-------- Record excerpts

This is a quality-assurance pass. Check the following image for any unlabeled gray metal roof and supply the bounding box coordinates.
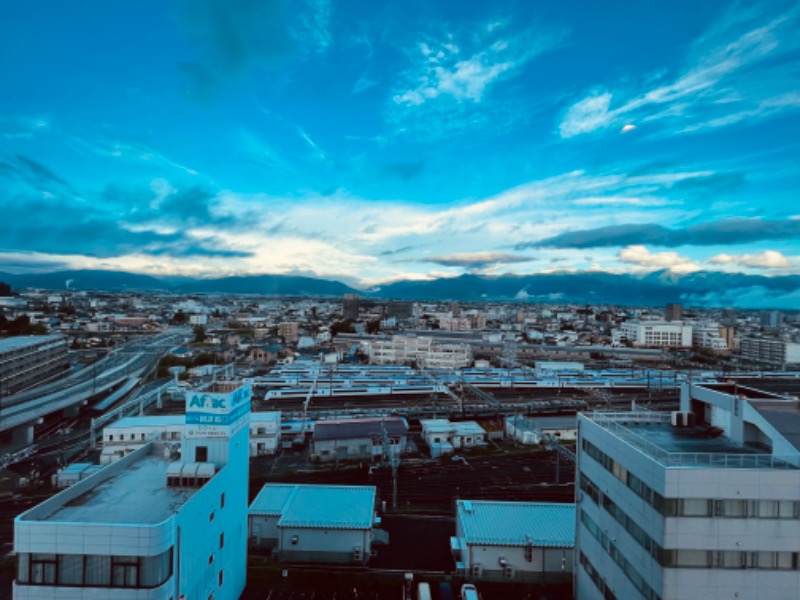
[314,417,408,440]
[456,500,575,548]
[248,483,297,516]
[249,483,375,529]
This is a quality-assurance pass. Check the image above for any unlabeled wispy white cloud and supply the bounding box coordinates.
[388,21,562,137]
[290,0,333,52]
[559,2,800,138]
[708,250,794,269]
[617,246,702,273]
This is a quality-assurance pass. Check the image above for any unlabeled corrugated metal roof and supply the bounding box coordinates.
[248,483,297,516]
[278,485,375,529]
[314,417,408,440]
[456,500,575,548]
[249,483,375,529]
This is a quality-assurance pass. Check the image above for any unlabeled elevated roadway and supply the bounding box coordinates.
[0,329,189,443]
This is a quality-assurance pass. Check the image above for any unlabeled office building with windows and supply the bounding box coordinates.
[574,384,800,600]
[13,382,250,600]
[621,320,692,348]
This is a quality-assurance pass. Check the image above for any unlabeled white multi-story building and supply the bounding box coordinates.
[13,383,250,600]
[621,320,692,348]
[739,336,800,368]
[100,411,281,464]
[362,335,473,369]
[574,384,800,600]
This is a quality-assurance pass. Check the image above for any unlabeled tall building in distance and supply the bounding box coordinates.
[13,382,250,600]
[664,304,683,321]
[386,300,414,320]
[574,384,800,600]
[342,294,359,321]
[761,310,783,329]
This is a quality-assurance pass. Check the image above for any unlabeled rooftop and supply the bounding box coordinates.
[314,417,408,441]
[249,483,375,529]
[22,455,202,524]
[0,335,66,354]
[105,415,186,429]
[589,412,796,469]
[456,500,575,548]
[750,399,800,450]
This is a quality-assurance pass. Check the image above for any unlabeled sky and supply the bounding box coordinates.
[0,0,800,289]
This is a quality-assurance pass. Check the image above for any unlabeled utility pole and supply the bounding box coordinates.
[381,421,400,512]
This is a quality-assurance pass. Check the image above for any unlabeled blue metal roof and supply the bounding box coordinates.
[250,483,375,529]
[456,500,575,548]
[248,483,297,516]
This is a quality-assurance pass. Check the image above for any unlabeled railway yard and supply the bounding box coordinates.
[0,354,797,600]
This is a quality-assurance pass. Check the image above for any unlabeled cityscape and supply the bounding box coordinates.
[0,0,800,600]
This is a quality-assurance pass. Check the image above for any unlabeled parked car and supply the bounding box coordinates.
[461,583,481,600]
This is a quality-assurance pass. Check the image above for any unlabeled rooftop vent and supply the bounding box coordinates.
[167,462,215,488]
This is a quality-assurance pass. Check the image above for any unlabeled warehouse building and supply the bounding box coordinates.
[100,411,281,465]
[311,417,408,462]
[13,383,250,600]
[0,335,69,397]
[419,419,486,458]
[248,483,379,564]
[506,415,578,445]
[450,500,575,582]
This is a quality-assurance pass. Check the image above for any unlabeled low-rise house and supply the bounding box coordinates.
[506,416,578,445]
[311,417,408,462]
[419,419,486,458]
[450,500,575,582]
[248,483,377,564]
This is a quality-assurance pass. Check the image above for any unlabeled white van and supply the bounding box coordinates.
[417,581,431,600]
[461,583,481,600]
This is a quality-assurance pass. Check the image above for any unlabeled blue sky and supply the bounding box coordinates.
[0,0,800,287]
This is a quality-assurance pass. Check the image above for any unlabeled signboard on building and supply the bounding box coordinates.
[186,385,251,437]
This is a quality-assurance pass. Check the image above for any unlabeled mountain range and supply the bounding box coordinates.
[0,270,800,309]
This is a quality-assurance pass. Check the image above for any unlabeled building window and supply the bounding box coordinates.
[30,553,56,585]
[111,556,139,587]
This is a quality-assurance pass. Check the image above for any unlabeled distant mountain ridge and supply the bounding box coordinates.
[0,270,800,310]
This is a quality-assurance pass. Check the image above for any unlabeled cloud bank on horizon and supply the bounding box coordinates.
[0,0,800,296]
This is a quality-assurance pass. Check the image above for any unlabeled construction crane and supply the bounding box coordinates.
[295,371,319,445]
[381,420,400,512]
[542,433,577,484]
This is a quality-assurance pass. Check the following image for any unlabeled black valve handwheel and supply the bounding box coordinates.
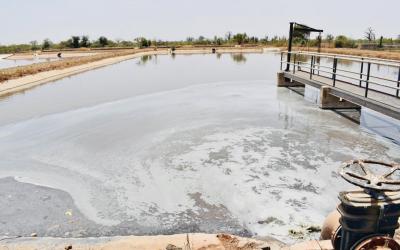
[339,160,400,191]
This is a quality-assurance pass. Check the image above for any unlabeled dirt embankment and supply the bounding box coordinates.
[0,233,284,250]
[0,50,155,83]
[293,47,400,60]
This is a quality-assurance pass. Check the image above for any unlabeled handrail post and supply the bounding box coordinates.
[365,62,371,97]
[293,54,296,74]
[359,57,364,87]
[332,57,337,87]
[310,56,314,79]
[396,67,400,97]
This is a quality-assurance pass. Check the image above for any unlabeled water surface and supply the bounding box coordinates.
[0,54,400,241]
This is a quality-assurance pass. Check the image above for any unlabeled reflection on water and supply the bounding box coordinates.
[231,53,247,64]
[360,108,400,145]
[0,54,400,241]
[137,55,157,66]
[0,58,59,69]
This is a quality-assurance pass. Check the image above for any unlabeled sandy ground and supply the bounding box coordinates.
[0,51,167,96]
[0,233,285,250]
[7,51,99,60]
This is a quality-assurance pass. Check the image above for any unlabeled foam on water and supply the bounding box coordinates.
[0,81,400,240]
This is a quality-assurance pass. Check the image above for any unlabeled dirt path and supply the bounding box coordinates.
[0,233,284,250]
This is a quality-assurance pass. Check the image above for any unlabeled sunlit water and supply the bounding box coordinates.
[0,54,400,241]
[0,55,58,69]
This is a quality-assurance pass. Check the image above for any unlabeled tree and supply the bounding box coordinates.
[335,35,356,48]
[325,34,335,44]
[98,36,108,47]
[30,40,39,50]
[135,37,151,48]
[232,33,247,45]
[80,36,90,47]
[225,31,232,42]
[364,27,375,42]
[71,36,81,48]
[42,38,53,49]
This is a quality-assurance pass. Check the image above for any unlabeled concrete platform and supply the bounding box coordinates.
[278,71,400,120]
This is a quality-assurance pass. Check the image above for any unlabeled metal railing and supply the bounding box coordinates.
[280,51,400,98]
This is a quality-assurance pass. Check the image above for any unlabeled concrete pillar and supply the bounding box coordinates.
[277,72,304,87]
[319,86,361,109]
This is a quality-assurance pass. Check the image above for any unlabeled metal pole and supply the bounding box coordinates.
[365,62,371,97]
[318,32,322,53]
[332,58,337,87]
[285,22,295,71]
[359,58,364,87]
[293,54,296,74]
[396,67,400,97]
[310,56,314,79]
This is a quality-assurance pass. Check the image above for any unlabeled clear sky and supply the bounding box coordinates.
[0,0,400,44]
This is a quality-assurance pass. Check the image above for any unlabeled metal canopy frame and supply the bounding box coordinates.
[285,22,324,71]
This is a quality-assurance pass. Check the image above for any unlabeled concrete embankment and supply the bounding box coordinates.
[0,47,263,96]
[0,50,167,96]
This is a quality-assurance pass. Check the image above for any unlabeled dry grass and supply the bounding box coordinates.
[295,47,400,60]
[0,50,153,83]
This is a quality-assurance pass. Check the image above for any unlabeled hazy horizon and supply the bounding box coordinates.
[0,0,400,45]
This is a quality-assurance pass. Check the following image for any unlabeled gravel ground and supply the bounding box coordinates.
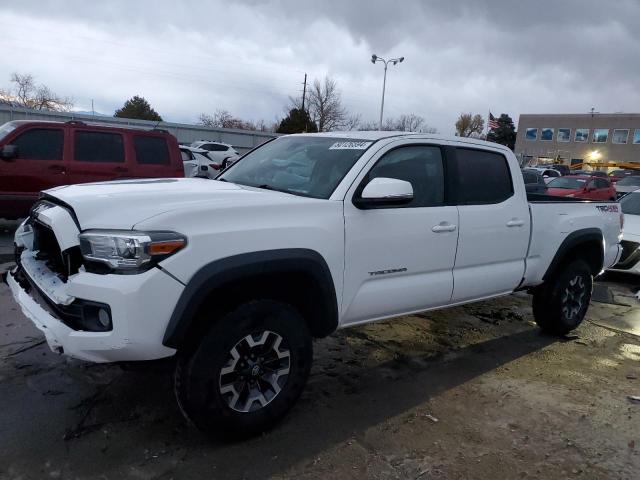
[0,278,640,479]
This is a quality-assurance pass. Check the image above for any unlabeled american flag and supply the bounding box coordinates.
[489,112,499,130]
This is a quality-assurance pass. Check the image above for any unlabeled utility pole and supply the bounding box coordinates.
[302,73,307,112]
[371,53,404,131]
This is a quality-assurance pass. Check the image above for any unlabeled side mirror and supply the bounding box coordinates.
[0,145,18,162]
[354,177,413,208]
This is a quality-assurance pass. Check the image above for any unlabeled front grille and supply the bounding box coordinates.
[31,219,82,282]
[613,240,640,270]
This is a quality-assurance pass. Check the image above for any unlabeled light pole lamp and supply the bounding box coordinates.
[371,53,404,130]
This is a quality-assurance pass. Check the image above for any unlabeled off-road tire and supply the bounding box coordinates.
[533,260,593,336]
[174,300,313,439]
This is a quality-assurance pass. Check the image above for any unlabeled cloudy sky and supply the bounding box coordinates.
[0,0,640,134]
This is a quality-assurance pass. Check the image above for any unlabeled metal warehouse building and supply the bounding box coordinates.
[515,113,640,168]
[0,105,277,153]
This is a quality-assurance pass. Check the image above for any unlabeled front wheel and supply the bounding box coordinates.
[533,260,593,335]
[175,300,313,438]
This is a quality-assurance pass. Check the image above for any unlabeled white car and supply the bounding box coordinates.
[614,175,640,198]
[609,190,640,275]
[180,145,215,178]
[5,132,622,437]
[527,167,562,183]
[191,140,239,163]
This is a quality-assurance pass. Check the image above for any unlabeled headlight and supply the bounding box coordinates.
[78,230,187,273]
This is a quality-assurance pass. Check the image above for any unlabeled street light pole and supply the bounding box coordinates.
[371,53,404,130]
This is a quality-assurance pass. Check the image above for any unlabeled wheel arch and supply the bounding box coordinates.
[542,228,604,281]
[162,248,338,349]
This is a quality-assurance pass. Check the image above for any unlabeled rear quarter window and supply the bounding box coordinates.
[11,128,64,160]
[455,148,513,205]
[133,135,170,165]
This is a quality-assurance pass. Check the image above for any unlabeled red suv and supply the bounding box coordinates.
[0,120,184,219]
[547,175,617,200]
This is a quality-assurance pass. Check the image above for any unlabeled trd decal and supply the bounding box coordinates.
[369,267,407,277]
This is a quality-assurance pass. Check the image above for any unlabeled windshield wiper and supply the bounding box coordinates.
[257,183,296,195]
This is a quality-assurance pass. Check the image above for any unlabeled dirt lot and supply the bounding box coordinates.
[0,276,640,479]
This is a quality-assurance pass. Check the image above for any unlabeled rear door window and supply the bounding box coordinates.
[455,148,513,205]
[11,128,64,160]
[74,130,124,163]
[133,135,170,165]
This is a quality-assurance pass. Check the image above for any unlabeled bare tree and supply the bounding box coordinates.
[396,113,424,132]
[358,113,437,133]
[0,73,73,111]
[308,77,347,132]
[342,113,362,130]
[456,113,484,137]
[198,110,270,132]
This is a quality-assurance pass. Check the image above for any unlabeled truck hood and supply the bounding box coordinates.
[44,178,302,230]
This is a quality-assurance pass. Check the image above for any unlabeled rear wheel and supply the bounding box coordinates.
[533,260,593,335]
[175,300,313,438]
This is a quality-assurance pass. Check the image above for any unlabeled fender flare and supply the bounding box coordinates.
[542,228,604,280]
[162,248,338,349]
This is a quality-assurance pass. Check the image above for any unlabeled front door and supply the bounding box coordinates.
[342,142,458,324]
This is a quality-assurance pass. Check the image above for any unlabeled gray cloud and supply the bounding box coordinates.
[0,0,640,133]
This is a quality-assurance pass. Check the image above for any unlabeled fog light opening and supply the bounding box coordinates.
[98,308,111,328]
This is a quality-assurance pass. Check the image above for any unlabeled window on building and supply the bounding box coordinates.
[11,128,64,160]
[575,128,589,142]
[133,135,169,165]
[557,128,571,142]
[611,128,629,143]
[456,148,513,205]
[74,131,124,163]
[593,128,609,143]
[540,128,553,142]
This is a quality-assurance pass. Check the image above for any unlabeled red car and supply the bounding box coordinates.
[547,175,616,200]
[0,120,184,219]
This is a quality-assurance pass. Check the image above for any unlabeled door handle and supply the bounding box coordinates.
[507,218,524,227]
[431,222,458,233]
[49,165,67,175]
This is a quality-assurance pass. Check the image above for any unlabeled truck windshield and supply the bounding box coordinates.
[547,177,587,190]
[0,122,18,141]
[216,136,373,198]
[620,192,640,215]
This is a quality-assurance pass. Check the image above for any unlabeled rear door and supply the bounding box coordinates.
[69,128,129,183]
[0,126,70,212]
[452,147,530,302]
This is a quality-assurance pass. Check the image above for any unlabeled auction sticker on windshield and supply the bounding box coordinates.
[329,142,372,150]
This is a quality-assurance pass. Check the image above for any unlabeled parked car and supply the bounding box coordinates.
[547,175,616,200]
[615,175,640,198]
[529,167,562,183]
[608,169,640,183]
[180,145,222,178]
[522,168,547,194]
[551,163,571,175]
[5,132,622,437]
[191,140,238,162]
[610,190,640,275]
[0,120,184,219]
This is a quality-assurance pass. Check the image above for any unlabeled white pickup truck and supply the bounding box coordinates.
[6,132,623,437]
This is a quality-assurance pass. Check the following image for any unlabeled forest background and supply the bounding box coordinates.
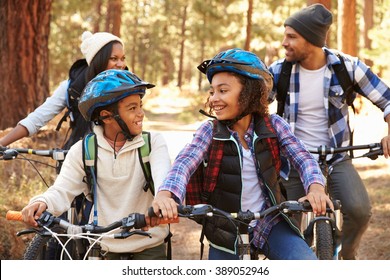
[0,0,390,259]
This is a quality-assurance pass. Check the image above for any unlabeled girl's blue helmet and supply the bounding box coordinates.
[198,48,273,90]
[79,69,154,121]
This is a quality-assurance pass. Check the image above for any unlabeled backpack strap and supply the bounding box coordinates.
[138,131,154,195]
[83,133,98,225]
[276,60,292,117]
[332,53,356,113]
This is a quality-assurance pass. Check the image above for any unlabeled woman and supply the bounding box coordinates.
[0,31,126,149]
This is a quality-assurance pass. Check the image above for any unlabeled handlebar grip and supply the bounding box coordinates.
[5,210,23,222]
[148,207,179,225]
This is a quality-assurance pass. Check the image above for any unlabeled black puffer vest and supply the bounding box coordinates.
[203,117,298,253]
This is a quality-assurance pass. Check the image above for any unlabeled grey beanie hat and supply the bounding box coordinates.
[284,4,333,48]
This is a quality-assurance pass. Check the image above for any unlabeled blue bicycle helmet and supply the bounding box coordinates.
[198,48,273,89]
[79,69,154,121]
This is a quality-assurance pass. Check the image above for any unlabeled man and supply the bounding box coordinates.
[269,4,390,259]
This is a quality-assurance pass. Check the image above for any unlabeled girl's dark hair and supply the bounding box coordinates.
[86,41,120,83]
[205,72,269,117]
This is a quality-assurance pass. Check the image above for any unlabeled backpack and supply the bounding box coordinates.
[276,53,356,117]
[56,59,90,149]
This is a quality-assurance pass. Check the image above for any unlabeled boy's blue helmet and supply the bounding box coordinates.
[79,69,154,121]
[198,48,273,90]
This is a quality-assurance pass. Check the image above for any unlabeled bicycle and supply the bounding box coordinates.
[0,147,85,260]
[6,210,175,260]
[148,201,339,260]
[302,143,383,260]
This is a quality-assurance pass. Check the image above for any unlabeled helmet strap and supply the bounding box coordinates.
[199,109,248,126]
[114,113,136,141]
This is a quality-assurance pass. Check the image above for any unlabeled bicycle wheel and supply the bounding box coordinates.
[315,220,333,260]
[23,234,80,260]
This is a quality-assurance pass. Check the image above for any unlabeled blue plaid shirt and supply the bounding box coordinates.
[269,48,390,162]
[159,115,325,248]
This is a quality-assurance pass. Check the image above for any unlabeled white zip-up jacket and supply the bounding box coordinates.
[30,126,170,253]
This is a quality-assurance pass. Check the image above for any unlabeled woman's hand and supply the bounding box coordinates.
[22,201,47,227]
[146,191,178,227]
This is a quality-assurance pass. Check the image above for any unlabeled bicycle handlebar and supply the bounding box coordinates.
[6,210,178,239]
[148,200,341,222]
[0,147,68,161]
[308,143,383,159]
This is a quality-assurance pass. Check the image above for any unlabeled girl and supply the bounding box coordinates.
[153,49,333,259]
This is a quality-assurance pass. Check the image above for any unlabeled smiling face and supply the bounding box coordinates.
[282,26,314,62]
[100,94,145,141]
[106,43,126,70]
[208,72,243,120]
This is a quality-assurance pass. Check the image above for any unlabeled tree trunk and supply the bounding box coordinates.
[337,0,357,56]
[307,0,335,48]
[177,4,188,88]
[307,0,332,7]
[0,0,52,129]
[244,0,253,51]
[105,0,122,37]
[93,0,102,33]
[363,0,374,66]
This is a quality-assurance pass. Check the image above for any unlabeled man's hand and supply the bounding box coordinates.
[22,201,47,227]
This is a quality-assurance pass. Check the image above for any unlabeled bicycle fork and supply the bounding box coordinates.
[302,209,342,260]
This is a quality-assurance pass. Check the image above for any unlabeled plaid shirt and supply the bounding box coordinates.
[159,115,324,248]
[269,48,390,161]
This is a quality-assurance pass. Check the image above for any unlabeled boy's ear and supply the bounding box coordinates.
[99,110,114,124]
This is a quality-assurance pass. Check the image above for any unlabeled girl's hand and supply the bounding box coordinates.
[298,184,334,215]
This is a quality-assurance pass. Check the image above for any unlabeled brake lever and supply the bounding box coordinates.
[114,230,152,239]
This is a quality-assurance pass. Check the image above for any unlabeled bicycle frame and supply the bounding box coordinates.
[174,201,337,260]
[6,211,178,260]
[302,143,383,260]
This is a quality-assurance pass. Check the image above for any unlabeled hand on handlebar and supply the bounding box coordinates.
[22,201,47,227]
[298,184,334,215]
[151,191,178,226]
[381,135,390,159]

----------------

**Exercise description:**
Rewrite everything from the start of the records down to the line containing "[0,0,800,289]", changing "quality-assurance" to "quality-control" and keeping all else the same. Leave the pictures out of your answer.

**Response to the exercise:**
This is a quality-control pass. Check the following image for any unlabeled gray metal roof and supply the bounding box coordinates.
[314,417,408,440]
[456,500,575,548]
[248,483,297,516]
[249,483,375,529]
This is a quality-control pass. Check the image above for any unlabeled wispy white cloud and supply the bounding box coordinates.
[388,21,562,137]
[290,0,333,52]
[559,2,800,138]
[708,250,794,269]
[617,246,702,273]
This is a quality-control pass. Check the image above for any unlabeled corrugated metal roof and supply the bounding box coordinates.
[248,483,297,516]
[278,485,375,529]
[314,417,408,440]
[456,500,575,548]
[249,483,375,529]
This is a quality-control pass. Check the image above for any unlabeled elevated roadway and supply the bounding box coordinates.
[0,329,189,443]
This is a quality-control pass. Check the image above for any unlabeled office building with windows and supply the bounding box coordinates.
[574,384,800,600]
[13,382,250,600]
[621,320,692,348]
This is a quality-control pass. Check the image above for any unlabeled white multi-story building and supply the bounding box coordinates.
[13,383,250,600]
[621,320,692,348]
[739,336,800,368]
[100,411,281,464]
[362,335,473,369]
[574,384,800,600]
This is a quality-control pass. Check the image above for any unlabeled tall building in distance and supply the bounding box coordinates.
[13,382,250,600]
[664,304,683,321]
[386,300,414,320]
[574,384,800,600]
[342,294,359,321]
[761,310,783,329]
This is a quality-control pass. Check the image above for any unlabeled rooftop and supply the bounding box coordinates.
[314,417,408,441]
[249,483,375,529]
[22,455,202,524]
[0,335,66,354]
[105,415,186,429]
[589,412,796,469]
[456,500,575,548]
[750,399,800,450]
This is a quality-control pass. Check the image above for any unlabeled sky and supply the bounding box coordinates.
[0,0,800,289]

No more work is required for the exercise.